→ **TEXTO DE REFERENCIA**:
————————

El Eurogrupo empieza a abordar la renovación de un marco obsoleto que no favorece a las economías ni permite vigilancias o el cumplimiento de los objetivos fiscales

En la Unión Europea hay un buen número de debates difíciles, debates estancados y debates estériles, pero hay pocos casos como el de las reglas fiscales. Las actuales, que algunos académicos han comparado con la Catedral de Ávila («la estructura original es aún reconocible, pero todos los añadidos posteriores hacen que sea dificilísimo percibir la consistencia del conjunto») empezaron tras Maastricht (1992) y se definieron principalmente del Pacto de Estabilidad y Crecimiento (1997). Tenían buena intención, pero no funcionó.

————————

→ **REQUISITOS DE LA TAREA**: Reproduce literalmente el texto sobre las reglas fiscales, comenzando en "El Eurogrupo empieza" y terminando en "pero no funcionó.". El listado siguiente es material aparte y no guarda relación con el texto.

————————

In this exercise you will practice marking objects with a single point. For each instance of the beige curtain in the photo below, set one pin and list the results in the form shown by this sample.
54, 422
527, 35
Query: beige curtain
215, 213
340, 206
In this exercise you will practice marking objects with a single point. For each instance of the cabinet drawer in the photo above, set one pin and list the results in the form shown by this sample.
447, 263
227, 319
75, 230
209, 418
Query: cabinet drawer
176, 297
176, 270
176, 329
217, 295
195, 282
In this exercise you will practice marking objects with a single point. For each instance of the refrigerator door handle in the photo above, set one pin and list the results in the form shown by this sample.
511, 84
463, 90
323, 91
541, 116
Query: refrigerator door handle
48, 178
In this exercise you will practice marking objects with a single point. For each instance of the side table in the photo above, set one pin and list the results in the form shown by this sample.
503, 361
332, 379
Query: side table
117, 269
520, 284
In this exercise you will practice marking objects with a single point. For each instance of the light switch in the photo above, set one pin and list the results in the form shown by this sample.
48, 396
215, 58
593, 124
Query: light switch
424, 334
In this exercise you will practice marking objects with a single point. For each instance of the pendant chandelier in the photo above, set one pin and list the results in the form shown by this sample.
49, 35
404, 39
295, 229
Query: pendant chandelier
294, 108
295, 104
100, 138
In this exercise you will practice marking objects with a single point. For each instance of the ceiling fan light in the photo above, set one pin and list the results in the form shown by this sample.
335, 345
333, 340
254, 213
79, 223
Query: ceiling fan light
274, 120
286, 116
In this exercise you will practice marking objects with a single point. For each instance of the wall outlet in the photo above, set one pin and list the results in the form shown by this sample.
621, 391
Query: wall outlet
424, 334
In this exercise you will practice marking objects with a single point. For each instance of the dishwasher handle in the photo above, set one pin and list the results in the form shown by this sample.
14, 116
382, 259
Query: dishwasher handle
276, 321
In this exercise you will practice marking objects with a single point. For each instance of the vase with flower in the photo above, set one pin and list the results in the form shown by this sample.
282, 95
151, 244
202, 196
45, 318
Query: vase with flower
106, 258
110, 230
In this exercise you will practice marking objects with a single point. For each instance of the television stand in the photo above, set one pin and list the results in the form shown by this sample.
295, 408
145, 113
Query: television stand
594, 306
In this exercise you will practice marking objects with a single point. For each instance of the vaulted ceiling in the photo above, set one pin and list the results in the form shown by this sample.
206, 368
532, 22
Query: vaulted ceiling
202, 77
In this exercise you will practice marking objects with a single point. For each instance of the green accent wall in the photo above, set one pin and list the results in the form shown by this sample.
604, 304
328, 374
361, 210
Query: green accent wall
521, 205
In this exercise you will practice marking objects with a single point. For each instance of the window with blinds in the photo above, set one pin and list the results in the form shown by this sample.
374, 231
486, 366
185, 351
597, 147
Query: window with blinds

————————

→ **RESPUESTA AL EJERCICIO**:
El Eurogrupo empieza a abordar la renovación de un marco obsoleto que no favorece a las economías ni permite vigilancias o el cumplimiento de los objetivos fiscales

En la Unión Europea hay un buen número de debates difíciles, debates estancados y debates estériles, pero hay pocos casos como el de las reglas fiscales. Las actuales, que algunos académicos han comparado con la Catedral de Ávila («la estructura original es aún reconocible, pero todos los añadidos posteriores hacen que sea dificilísimo percibir la consistencia del conjunto») empezaron tras Maastricht (1992) y se definieron principalmente del Pacto de Estabilidad y Crecimiento (1997). Tenían buena intención, pero no funcionó.